--- DOCUMENT SECTION ---
# Ewhurst Brickworks, Surrey - March 2017



## Brewtal (Mar 27, 2017)

I have been driving past this place for the last 3 years and it has taken me this long to actually hop over the fence and have a look around. I had planned to visit somewhere much further afield but after a last minute request from a mate to help with something I shelved that one for a later date. I was in the area and had my camera so thought why the hell not.

Some history from derelictmisc.org.uk

"Clay extraction for brickmaking began at Ewhurst Works c.1945 under A. Hone & Sons, though many of the buildings on site (including the kilns) are later than this, having been erected in the 1960s. The small works comprised sand and additive hoppers, factory buildings, four drying tunnels, a Nissen hut canteen and seven intermittent downdraught kilns connected by underground flues to a central smokestack. A 2' gauge tramway brought clay from a small pit to the south.
---
GIVEN TASK 1 ::
Using the Ewhurst Brickworks post, answer these:
(a) For how long had the poster been driving past the site before visiting it?
(b) Around what year did clay extraction for brickmaking begin at Ewhurst Works, and under which firm?
(c) How many intermittent downdraught kilns did the works have?
The Ewhurst Brickworks post has no connection to the entries.
--- DATA ---
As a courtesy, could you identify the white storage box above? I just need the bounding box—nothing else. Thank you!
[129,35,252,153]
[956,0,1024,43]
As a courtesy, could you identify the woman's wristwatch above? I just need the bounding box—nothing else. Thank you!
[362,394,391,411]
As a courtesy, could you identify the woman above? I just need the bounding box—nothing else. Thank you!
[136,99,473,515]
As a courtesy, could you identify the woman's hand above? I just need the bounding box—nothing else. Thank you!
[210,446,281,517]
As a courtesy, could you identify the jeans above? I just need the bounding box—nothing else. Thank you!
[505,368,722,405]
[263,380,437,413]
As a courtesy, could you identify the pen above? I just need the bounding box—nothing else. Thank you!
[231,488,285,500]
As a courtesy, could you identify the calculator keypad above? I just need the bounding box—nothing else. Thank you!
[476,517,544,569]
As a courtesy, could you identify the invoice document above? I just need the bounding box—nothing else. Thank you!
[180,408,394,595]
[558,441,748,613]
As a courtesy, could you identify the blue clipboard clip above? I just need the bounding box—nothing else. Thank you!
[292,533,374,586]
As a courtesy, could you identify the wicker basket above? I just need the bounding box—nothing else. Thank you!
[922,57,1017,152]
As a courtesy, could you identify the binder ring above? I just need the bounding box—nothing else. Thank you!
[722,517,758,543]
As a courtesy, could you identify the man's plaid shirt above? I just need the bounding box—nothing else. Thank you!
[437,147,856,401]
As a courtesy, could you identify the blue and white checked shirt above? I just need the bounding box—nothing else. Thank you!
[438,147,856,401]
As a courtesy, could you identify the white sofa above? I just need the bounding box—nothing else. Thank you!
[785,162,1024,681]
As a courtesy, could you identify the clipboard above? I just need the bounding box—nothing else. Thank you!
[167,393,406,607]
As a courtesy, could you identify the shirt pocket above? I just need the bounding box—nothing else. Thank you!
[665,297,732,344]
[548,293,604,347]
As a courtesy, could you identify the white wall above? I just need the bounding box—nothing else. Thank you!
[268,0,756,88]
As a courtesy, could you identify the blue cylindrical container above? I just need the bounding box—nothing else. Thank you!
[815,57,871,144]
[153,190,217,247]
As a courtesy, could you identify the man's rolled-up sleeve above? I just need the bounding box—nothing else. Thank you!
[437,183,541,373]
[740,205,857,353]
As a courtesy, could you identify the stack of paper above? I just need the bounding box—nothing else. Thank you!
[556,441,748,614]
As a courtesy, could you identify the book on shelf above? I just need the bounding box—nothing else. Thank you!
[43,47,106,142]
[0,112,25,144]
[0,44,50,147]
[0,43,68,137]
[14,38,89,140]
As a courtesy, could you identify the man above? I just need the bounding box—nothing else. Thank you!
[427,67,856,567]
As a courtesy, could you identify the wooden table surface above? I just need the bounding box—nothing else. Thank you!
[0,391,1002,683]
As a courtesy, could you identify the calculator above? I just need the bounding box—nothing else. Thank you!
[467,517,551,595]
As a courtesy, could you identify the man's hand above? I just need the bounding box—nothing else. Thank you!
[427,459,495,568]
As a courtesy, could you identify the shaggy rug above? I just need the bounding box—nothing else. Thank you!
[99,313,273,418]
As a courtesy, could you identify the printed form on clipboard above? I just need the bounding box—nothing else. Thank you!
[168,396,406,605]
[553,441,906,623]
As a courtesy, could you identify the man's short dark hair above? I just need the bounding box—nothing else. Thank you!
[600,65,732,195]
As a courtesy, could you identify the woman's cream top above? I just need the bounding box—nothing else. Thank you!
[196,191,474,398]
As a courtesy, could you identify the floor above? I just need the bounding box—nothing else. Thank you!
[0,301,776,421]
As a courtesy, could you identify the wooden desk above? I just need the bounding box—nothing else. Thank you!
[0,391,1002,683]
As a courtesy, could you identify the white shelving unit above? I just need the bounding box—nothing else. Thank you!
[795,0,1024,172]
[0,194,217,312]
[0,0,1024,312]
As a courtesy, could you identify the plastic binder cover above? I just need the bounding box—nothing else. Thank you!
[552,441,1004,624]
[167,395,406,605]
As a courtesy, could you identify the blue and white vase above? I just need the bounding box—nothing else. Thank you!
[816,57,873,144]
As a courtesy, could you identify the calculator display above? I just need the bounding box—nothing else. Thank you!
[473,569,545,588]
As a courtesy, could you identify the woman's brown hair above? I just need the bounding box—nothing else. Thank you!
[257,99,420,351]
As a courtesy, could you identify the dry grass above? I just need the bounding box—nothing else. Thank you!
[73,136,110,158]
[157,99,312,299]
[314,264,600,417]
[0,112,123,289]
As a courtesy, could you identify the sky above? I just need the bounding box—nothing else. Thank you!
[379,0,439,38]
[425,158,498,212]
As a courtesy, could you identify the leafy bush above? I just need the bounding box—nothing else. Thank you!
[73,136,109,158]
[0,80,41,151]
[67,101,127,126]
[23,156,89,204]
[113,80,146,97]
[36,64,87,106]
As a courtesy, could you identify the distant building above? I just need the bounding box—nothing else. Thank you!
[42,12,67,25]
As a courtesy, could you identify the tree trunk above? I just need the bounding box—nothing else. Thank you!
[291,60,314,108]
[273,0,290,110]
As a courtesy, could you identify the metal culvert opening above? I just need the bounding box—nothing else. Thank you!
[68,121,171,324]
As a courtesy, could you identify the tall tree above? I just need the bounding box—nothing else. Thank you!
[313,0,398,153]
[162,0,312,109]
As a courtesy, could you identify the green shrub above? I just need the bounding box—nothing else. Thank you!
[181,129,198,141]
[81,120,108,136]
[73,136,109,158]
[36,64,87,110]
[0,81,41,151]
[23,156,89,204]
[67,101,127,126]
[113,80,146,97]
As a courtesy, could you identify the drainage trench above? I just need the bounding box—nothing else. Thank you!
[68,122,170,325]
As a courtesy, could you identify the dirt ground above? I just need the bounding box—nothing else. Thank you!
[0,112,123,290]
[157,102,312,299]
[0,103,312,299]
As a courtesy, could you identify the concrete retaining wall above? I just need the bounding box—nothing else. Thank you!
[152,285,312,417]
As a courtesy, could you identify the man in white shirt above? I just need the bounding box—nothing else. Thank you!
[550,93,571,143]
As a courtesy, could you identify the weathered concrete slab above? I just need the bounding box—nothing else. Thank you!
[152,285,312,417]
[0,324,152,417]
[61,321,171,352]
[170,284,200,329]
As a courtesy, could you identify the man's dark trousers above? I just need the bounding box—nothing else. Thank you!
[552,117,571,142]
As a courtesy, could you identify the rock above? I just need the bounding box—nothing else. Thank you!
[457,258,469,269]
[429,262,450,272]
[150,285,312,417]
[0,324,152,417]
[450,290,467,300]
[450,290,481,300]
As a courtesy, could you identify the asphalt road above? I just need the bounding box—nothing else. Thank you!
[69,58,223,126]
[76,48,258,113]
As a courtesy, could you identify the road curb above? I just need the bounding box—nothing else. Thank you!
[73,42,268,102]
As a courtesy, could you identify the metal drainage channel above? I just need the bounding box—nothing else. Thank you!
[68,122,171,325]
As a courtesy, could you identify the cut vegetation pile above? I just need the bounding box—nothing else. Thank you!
---
GIVEN TASK 2 :: Quote the entries, starting with their first line and ending after the line that contains "[362,394,391,411]".

TASK SOLUTION 1 ::
(a) The last 3 years.
(b) Around 1945, under A. Hone & Sons.
(c) Seven.

TASK SOLUTION 2 ::
As a courtesy, could you identify the white storage box above? I just need the bounding box—nothing else. Thank you!
[129,35,252,153]
[956,0,1024,43]
As a courtesy, could you identify the woman's wristwatch above? I just need the bounding box—nothing else. Thank you!
[362,394,391,411]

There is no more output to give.